■ Exercise text ■
§
It would be funny if it weren’t so sad and despicably true.
But my emotions were still crummy because I can’t turn them on and off like a light switch. And so I had to decide something very important. I could either proceed into the world full of darkness and vitriol or I could pray to a God who loves me, thundercloud heart and all. Because I had no hope of overcoming the frustration, sadness and despair that racked my person. It was too big for my faint heart. As I considered how I would face the work day and the stresses and challenges that were sure to overwhelm me, I knew I couldn’t. The reasons are many.
My life is not as I planned it. I don’t have the dream job or the dream spouse or dream children. I don’t have money to cover all the bills and a swanky vacation planned this summer. Shoot, I can’t even afford to send my children to summer camp! I’m scraping by on gristle and bone while others are eating steak and it’s just not fair! So maybe, just maybe, I do deserve a break today! Maybe I need McDonald’s fries and Chick-Fil-A ice cream and homemade chocolate chip cookies. Except that those things don’t make me happy either. So maybe I should go shopping and buy a new outfit. Except that won’t make me feel better either. And so I wept more, because if I have learned anything on this journey toward discipline it is that I can take the long and drawn out path to peace by way of sampling anesthetics or I can run to the Heart-Healer whose embrace will offer true solace during life’s most tender moments. The choice is mine. But some day’s this choice is just really, really hard.
Some emotions are too big for the standard Bible fare. This felt like one of them. And lest you compare your pain to mine, remember, pain is pain and we all bleed. Job was a man who lost all his children in one day. He lost his fortune. He lost his health. As he lay sobbing on an ash heap, his three friends came and heaped more shame on him. Regardless, he said some of my favorite words in scripture, “Though he slay me, yet I will hope in him.” (Job 13:15) I can relate to a man like that because I know that suffering produces grit. Anyone who can suffer as he did and say the wise things that he did has something to teach me. Today running to Jesus meant reading the words of Job. And I will be candid, it was much more satisfying and peace-filling than chocolate chip cookie dough.
Too many times have I visited the doctor or the grocery store and been the unwilling victim of some unhappy person spewing their unhappiness all over me. More frequently I have been the King cobra spewing my toxic venom at anyone who comes too close. The world needs fewer of us. We need more peace-proliferators and fewer peace-snatchers. We need more healers and fewer wounders. We need more forgivers and fewer seethers. But we can’t do it on our own. We can’t manufacture peace. We can’t breed love. Maybe we can pretend for a while, but when we stumble and bash our big toe, the truth comes out. And that is why I run to the Prince of Peace. He is the source of all my joy—yes, even when something as small as a bad dream sets my head on backwards. But more importantly, when I fail the ones I love most. Today if you are reading this and the cold and clammy cloud of frustrating circumstances has perched about your head, don’t lose heart. There is One whose love is mighty and pure. If you let him, He will give you the grace to endure it. And grace, when applied properly, is an not an umbrella that will stop the circumstances altogether, but rather the strong arms of a father who holds you and weeps with you.
And now I’m heading off to soak in an Epsom salt bath because I have torn something in my back and a massage is not in my price range. And while I’m doing that, I’m going to listen to Elisabeth Elliott read the words of a man I greatly admire who died at the ripe old age of 28 while seeking to share the message I’ve written in this blog with a bunch of “savages”. Would that I could be more like Jim, who was no fool; because he gave what he could not keep to gain what he could not lose.
§
Rename "thundercloud heart" as "stormy heart" in the blog post, and give the stretch from "But my emotions" through "reasons are many." with that change.
§
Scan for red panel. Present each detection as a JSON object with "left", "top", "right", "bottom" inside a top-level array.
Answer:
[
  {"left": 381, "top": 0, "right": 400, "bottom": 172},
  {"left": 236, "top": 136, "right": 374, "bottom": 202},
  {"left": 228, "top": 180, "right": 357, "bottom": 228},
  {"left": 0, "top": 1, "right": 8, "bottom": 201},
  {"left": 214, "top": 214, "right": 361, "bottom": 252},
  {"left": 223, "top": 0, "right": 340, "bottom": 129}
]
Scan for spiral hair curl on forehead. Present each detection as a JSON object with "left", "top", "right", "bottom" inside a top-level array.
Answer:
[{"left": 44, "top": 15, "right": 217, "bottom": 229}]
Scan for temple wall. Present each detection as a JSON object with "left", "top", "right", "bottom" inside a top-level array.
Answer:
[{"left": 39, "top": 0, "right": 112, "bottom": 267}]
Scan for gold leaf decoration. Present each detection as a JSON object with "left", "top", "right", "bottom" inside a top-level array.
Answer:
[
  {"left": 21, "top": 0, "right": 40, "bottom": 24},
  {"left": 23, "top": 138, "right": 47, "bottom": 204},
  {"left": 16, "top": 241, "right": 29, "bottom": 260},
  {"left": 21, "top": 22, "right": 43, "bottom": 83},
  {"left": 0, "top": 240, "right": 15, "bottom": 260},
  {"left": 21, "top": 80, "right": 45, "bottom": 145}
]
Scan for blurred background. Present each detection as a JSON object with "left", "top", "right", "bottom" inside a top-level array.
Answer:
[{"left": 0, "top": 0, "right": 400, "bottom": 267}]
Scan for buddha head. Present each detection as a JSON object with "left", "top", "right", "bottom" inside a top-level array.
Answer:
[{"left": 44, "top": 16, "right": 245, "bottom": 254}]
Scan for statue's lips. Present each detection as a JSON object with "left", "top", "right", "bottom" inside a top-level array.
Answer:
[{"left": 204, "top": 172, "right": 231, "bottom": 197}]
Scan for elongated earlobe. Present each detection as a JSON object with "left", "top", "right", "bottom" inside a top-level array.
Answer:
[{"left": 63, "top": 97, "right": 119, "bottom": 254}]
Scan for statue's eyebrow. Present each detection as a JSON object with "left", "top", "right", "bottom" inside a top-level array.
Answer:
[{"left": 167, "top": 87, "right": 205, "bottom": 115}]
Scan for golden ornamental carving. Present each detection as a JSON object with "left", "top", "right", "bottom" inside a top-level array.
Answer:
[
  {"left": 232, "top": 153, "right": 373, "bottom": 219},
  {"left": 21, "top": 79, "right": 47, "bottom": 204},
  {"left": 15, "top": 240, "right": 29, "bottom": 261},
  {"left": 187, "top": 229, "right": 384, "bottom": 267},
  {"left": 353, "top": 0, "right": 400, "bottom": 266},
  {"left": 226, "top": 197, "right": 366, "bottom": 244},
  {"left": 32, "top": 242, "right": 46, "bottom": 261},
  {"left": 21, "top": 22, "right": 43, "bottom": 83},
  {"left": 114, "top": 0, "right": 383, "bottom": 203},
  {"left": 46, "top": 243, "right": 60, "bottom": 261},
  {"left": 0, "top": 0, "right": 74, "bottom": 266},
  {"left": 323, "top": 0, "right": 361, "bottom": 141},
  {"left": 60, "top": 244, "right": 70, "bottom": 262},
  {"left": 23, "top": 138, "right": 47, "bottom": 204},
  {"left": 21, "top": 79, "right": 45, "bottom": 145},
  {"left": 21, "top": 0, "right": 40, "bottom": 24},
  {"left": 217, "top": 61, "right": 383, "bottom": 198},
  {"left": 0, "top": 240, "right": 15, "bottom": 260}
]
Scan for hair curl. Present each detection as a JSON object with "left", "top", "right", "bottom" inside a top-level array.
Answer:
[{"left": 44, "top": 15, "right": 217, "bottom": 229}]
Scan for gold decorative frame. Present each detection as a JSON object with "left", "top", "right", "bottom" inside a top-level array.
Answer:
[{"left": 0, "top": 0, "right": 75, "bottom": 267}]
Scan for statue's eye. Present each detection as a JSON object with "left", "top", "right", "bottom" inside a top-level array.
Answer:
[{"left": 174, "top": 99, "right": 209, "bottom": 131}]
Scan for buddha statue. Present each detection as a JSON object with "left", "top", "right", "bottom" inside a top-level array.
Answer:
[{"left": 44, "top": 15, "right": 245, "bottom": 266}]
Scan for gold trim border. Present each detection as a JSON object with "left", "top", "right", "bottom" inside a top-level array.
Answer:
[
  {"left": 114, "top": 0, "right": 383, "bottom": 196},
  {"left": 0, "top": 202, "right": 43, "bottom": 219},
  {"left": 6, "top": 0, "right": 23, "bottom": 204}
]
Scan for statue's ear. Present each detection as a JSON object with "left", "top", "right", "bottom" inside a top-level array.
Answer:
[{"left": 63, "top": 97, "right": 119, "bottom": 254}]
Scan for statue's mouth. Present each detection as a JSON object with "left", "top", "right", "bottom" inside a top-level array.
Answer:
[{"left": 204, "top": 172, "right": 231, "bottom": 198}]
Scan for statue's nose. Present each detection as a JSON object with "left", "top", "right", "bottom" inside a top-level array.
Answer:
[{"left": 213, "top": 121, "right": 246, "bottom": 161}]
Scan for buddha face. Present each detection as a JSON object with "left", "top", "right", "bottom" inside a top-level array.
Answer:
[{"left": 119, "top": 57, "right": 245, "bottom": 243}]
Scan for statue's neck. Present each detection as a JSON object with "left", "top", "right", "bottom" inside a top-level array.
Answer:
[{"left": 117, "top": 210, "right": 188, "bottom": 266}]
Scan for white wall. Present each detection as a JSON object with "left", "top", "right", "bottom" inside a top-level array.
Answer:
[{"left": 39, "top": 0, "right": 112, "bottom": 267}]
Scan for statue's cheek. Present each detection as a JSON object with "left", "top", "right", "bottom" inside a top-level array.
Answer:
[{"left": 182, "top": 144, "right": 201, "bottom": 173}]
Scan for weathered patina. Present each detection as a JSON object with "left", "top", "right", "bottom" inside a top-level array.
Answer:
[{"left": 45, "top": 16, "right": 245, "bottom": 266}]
§
■ Exercise solution ■
But my emotions were still crummy because I can’t turn them on and off like a light switch. And so I had to decide something very important. I could either proceed into the world full of darkness and vitriol or I could pray to a God who loves me, stormy heart and all. Because I had no hope of overcoming the frustration, sadness and despair that racked my person. It was too big for my faint heart. As I considered how I would face the work day and the stresses and challenges that were sure to overwhelm me, I knew I couldn’t. The reasons are many.